##### ОТРЫВОК #####

Том 4. Произведения 1941-1943
Шрифт:
Читали вы «Разгром» Фадеева? Талантливо.
Ну, всего хорошего Вам.
А. П.
Тогда у нас в Союзе все готовились чествовать Ал. М. в связи с его шестидесятилетием, о чем, как и о радости будущей своей встречи с ним, я писал ему.
В ответ получил следующее письмо:
Дорогой Сергей Николаевич -
[…]
«Жестокость» я получил и своевременно благодарил Вас за подарок. С этим письмом посылаю Вам мою книжку.
Да, писем из России я получаю не мало; конечно, много пустяков пишут, а в общем это меня не отягощает, потому что большинство корреспондентов «простой» народ — рабкоры, селькоры, «начинающие писатели» из этой среды,
«Ураган чествований» крайне смущает меня. Написал «юбилейному комитету», чтобы он этот шум прекратил, если хочет, чтобы я в мае приехал.
Еду я с намерением побывать в знакомых местах и хочу, чтобы мне не мешали видеть то, что я должен видеть. Если же признано необходимым «чествовать», то пускай отложат эту забаву на сентябрь, — к тому времени я, наверное, слягу от усталости и «клеймата». У Вас, разумеется, буду. Наверное, поспорим, хотя я до сего — не «охоч».
Да, помер Сологуб, прекрасный поэт; его «Пламенный круг» — книга удивительная, и — надолго. Как человек, он был антипатичен мне, — несносный, заносчивый самолюбец и обидчив, как старая дева. Особенно возмущало меня в нем то, что он — на словах, в книгах — прикидывался сладострастником, даже садистом, демонической натурой, а жил, как благоразумнейший учитель рисования, обожал мармелад и, когда кушал его, сидя на диване, так, знаете, эдак подпрыгивал от наслаждения.
Вот и у нас было землетрясение, — Рим потрясся, но — не очень; маленькие города в окрестностях его пострадали сильнее. Это не удивило италийцев, а вот в начале двадцатых чисел на горах, круг неаполитанского залива, на Везувии, трое суток лежал, не тая, снег, — это была сенсация! В Неаполе восемь ниже нуля, замерзали старики и старухи.
«Самгина» начну печатать с января в «Нов[ом] мире». Кажется, растянул я его верст на шестнадцать. Нет, я не для больших книг. Плохой архитектор.

##### СТРОКИ ДАННЫХ #####

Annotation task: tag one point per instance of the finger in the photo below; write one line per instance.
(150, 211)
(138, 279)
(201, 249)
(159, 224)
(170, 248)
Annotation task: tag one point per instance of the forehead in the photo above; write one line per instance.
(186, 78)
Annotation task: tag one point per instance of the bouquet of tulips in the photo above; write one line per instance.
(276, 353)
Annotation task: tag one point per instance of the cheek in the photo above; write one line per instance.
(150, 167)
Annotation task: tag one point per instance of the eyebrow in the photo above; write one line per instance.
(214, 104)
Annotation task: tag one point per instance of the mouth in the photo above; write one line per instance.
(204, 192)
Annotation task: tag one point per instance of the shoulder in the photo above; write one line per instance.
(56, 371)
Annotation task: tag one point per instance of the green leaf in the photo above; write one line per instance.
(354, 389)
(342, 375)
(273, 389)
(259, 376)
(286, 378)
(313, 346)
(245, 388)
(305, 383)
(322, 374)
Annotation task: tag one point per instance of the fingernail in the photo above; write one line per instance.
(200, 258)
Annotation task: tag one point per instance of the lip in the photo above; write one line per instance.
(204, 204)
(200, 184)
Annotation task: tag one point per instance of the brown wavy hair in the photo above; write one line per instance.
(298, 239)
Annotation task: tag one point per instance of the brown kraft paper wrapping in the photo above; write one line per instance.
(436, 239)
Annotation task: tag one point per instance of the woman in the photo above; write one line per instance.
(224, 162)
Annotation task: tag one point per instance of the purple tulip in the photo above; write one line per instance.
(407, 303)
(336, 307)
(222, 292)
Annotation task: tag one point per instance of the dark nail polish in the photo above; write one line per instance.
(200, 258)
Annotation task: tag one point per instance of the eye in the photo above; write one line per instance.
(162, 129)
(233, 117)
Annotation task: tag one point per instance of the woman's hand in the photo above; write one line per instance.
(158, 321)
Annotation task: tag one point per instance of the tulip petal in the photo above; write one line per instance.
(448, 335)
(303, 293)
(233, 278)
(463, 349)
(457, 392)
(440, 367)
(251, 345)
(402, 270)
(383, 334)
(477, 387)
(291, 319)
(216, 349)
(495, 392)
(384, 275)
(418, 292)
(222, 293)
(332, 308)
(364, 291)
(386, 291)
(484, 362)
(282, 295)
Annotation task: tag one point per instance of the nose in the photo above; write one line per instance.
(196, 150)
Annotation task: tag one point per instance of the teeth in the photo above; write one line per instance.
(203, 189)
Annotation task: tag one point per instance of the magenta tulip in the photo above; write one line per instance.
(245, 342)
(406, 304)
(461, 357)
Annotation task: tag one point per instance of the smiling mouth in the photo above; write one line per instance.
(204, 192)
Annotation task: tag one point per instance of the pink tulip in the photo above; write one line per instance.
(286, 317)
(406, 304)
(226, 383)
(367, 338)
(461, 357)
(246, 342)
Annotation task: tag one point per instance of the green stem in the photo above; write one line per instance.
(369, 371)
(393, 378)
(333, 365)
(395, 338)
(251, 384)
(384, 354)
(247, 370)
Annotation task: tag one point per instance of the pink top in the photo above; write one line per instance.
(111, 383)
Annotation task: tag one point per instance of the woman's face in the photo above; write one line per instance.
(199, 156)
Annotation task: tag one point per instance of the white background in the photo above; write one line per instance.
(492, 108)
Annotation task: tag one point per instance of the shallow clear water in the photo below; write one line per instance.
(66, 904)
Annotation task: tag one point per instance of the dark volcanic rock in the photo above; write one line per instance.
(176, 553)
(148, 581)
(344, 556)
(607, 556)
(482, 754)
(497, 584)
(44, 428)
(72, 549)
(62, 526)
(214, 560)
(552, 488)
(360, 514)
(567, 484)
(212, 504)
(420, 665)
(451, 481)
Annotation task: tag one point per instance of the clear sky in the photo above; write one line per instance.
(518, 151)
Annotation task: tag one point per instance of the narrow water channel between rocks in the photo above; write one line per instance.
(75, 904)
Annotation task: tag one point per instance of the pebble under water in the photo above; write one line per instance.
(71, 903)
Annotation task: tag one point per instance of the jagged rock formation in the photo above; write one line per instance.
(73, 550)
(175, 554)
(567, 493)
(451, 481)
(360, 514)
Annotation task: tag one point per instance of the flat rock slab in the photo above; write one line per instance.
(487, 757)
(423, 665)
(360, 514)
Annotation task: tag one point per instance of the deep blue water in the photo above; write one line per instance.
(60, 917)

#####

— УСЛОВИЕ ЗАДАНИЯ —
Ответьте по отрывку:
1. На какой месяц автор письма предлагает перенести «чествование»?
2. Какую книгу Сологуба он называет удивительной?
3. В каком журнале и с какого месяца начнут печатать «Самгина»?
Записи для работы не понадобятся.

— РЕЗУЛЬТАТ —
1. На сентябрь.
2. «Пламенный круг».
3. В «Новом мире», с января.